◆ **Brief**
From the entries that follow, copy every line with the word "pixel".

#####

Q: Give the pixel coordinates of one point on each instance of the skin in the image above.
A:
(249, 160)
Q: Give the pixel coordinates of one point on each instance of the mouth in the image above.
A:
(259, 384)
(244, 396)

#####

◆ **Answer box**
Q: Give the pixel coordinates of one point on each instance of the skin in the image above.
Q: Give the pixel coordinates of one point on each instance of the mouth in the image above.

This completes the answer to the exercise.